[Your goal] Reproduce verbatim the records below, from the line containing "Mark the white computer" through the end of the records, inclusive.

[Provided data]
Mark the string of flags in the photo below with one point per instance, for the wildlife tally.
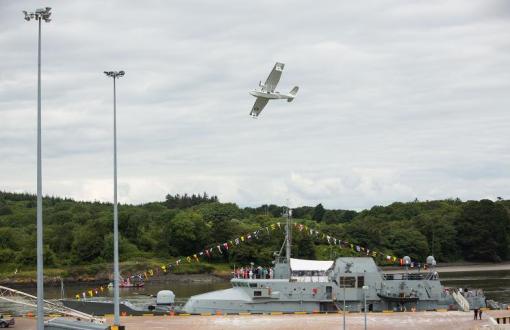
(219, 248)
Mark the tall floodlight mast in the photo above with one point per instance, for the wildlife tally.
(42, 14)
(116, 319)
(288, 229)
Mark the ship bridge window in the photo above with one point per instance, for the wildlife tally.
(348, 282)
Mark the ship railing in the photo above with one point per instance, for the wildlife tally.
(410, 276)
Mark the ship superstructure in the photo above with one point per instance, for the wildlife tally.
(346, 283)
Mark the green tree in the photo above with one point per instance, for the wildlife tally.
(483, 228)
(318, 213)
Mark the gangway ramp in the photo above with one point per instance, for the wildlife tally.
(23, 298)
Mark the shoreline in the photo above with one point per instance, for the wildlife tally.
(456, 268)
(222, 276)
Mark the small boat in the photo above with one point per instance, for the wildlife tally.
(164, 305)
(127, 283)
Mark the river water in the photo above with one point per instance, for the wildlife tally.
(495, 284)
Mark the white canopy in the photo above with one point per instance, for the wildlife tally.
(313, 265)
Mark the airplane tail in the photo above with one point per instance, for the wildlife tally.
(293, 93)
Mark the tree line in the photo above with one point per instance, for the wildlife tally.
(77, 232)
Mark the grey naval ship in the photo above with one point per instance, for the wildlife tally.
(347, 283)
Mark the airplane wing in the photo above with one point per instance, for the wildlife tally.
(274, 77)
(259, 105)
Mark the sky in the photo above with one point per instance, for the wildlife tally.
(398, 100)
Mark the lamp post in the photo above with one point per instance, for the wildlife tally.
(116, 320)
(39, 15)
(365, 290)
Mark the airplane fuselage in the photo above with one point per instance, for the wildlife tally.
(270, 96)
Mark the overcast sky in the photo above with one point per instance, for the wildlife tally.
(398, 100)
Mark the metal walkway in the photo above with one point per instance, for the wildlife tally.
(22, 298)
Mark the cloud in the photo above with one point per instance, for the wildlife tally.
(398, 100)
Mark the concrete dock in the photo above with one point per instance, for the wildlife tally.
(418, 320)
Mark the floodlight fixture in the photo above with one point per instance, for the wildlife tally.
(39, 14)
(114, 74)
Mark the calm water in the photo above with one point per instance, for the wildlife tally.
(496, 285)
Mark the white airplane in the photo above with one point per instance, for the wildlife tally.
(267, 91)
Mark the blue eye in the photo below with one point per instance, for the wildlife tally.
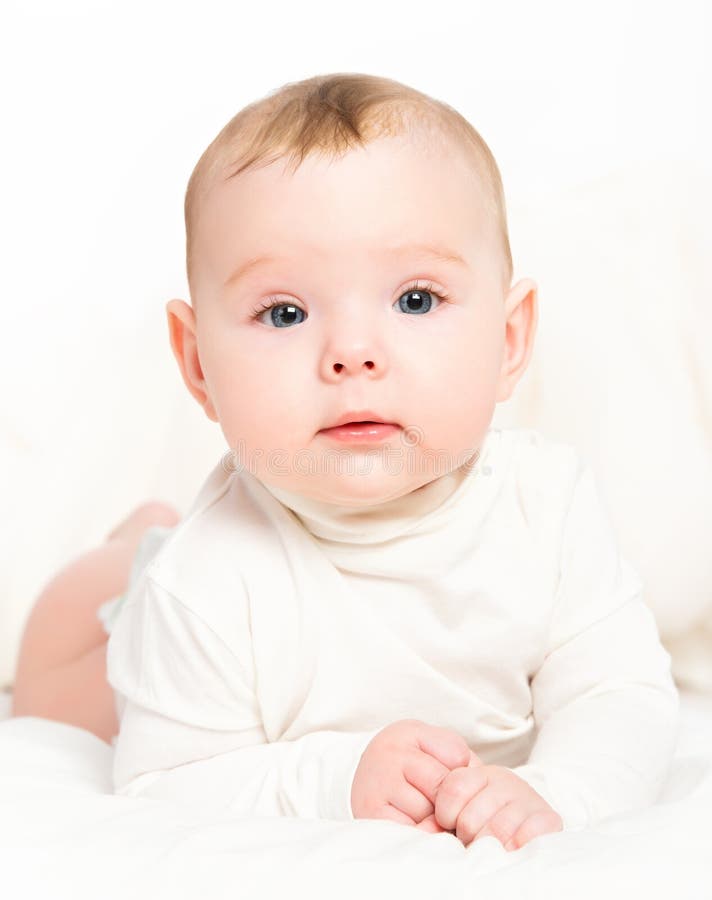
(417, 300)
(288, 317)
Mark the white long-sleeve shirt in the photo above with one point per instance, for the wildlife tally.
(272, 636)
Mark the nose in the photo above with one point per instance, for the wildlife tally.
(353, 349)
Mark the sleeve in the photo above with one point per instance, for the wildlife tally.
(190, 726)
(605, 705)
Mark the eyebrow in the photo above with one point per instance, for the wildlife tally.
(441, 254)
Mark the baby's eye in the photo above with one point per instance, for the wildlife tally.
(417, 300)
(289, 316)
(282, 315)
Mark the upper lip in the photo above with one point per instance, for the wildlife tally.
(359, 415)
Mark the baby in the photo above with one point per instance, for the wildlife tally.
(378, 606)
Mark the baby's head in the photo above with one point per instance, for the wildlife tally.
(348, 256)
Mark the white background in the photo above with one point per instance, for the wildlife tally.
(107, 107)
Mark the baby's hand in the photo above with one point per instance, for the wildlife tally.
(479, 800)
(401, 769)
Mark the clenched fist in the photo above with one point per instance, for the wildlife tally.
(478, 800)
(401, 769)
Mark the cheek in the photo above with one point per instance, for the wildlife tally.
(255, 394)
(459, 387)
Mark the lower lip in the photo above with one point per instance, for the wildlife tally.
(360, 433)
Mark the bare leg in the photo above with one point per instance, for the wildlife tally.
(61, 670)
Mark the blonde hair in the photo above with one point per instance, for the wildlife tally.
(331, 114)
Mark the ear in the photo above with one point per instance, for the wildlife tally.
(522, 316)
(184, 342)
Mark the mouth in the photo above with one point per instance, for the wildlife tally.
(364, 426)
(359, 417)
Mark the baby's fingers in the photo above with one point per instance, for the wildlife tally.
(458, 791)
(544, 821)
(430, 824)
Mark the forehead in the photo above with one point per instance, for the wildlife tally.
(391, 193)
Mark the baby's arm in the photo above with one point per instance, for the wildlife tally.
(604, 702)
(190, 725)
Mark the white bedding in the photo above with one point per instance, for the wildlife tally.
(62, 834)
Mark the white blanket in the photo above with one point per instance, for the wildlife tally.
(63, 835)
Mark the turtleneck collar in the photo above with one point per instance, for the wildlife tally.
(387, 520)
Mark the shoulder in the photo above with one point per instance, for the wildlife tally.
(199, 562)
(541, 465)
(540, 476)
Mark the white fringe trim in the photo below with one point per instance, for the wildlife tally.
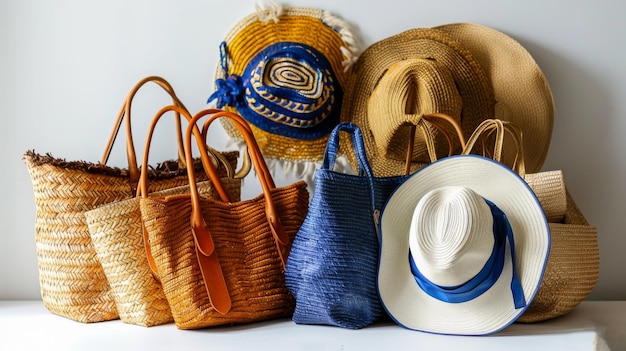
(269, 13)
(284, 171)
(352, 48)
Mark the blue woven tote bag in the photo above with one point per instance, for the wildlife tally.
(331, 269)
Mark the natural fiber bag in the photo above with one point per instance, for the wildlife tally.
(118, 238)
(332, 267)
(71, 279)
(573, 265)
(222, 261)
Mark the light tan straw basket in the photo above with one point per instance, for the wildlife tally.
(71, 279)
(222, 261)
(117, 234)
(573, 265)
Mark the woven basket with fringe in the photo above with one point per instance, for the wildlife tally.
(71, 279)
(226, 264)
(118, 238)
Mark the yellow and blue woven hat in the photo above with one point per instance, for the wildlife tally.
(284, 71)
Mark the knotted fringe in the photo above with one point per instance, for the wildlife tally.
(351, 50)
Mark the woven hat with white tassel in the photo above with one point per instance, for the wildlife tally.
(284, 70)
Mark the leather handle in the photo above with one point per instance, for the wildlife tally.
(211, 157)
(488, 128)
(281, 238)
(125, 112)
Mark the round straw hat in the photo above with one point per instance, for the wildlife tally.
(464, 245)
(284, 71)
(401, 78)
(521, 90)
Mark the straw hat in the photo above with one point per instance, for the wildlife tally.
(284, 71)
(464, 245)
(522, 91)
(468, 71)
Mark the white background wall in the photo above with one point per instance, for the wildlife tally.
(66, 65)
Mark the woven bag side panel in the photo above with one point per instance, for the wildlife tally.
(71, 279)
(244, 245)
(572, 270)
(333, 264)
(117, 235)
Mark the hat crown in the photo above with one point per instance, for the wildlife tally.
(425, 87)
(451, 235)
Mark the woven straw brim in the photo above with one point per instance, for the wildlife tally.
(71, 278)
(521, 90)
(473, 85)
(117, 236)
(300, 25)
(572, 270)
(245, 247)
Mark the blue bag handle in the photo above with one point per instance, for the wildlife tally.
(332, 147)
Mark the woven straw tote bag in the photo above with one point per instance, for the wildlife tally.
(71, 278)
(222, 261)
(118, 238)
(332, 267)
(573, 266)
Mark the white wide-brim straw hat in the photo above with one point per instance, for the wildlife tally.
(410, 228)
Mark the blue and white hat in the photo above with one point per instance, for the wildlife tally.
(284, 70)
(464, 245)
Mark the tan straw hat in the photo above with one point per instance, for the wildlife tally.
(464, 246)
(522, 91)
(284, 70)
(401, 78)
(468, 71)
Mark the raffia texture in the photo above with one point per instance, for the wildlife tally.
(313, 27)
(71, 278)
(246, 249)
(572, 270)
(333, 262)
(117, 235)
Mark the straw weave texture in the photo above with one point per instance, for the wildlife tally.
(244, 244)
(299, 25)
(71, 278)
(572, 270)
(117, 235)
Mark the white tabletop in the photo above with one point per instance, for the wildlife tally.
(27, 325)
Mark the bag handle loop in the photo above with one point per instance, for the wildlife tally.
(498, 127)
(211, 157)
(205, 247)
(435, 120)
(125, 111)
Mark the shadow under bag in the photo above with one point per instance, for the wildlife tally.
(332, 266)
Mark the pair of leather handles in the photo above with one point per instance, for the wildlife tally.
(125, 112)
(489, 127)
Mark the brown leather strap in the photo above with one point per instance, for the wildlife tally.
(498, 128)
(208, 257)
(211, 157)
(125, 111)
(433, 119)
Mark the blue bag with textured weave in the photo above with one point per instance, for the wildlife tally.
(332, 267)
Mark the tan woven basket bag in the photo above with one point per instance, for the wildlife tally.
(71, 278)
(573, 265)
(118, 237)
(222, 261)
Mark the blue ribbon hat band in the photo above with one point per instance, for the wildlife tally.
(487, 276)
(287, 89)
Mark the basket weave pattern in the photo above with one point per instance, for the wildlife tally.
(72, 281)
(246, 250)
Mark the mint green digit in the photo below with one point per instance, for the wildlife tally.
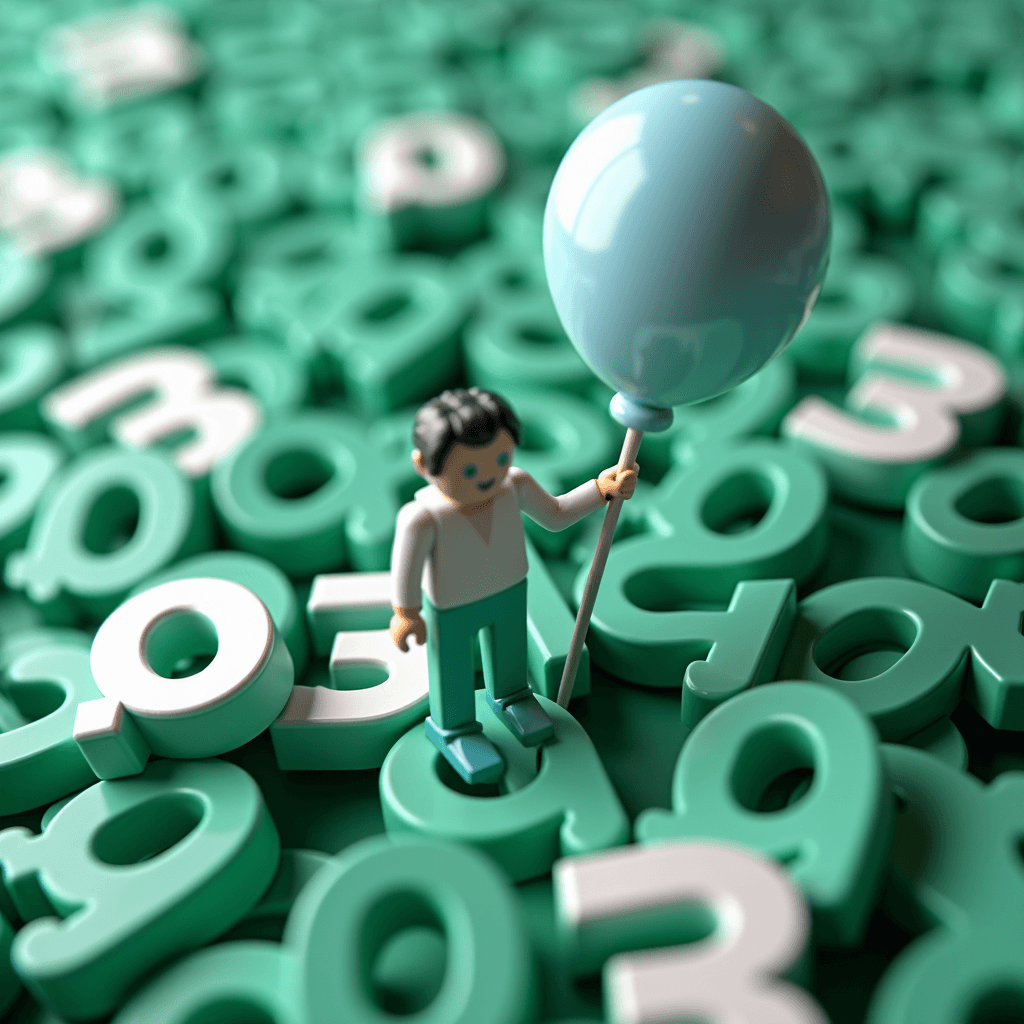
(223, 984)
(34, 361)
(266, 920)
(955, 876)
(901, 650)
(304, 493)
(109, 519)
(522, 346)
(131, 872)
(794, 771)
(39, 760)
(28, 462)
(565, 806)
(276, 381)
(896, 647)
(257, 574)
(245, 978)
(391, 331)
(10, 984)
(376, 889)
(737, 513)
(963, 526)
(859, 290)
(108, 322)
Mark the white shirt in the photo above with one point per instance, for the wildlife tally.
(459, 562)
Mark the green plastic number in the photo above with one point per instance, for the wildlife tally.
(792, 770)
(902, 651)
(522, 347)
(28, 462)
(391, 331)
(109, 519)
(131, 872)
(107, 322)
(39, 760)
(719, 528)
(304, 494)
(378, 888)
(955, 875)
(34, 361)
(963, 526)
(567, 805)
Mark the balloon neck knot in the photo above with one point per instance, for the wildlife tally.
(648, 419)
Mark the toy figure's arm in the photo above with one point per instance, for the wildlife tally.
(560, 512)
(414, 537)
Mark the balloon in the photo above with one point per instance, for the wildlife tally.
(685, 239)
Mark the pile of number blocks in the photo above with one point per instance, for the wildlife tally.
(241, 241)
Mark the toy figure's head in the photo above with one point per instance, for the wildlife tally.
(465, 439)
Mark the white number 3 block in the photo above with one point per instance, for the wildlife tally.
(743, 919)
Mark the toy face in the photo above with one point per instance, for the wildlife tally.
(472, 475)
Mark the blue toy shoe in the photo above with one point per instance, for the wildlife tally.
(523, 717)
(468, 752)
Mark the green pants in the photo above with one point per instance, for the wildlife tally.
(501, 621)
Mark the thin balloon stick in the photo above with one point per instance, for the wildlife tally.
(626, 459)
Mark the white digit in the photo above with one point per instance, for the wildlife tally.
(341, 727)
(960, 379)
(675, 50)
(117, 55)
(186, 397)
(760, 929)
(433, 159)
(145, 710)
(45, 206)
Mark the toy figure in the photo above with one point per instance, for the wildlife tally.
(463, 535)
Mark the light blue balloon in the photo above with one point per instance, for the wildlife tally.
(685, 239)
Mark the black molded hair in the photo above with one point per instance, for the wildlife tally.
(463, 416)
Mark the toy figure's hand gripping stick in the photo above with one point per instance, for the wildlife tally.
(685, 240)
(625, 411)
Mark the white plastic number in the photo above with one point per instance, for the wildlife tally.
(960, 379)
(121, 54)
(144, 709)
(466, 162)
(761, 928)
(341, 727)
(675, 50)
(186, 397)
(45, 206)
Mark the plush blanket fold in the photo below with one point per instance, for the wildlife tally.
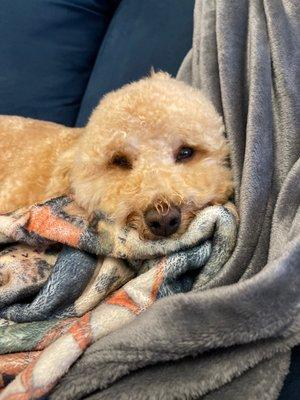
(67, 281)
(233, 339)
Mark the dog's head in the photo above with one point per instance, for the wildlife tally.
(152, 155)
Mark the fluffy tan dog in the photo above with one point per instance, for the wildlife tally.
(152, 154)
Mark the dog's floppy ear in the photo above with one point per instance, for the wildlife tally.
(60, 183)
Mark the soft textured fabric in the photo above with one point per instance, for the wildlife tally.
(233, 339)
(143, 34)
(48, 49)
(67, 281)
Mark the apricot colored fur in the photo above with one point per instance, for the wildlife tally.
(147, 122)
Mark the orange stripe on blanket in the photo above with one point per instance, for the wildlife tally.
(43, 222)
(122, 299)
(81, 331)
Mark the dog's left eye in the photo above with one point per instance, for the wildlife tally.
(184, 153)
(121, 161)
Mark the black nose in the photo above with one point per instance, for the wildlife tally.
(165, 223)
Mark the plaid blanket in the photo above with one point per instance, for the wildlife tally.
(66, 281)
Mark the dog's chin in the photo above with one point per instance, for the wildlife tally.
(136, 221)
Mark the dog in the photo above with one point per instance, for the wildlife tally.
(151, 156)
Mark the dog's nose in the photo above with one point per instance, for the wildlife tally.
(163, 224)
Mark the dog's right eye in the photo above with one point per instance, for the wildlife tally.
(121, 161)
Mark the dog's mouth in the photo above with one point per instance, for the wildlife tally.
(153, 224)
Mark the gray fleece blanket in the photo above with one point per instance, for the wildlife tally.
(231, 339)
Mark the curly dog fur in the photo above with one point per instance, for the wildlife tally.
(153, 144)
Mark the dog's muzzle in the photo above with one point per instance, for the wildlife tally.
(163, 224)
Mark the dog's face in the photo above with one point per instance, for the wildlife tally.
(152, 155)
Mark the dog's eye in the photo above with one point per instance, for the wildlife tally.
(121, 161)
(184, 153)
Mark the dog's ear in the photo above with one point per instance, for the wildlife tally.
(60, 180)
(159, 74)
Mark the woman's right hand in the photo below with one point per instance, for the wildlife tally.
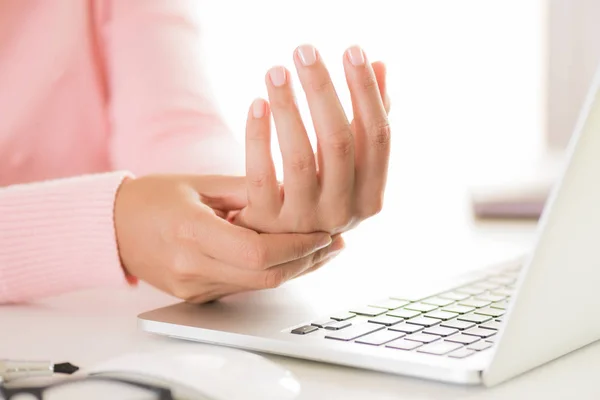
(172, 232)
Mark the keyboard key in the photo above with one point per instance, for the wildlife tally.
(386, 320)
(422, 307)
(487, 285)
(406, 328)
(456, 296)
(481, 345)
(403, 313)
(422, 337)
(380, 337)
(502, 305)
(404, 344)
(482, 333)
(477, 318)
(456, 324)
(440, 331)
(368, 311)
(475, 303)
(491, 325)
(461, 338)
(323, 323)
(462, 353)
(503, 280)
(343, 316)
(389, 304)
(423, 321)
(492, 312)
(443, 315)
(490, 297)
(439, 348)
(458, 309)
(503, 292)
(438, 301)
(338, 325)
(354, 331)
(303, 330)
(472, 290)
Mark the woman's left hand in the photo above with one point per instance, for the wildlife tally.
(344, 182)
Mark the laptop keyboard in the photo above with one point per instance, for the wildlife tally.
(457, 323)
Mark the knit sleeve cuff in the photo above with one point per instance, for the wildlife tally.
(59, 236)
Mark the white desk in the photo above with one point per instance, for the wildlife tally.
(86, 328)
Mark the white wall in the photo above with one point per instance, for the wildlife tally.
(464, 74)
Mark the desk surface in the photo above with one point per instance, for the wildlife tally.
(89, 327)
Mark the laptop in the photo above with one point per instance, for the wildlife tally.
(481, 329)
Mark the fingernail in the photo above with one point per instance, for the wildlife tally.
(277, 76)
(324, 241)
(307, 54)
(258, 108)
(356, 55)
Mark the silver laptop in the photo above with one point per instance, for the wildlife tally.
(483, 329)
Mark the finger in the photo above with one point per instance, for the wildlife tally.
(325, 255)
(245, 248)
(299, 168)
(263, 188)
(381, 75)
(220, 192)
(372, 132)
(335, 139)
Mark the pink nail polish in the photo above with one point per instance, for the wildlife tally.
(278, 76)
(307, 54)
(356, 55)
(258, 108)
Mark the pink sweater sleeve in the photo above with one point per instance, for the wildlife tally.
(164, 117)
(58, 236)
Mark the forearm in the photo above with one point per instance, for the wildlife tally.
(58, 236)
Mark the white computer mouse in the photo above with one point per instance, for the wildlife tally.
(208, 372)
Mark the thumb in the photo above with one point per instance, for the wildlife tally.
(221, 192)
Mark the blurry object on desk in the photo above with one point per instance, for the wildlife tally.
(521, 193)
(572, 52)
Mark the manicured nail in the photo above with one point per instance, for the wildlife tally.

[Correct output]
Mark the white computer mouse in the photo above with one point per instance, for the wildlife tally.
(208, 372)
Mark the thumb in the photo above with one point per instance, for the wildlife tally.
(221, 192)
Mark the blurry object on desk in the photo above with one point per instance, for the wildlife tally.
(521, 193)
(572, 52)
Mark the manicured nail in the photo above with one point per instance, for the wildlife tally.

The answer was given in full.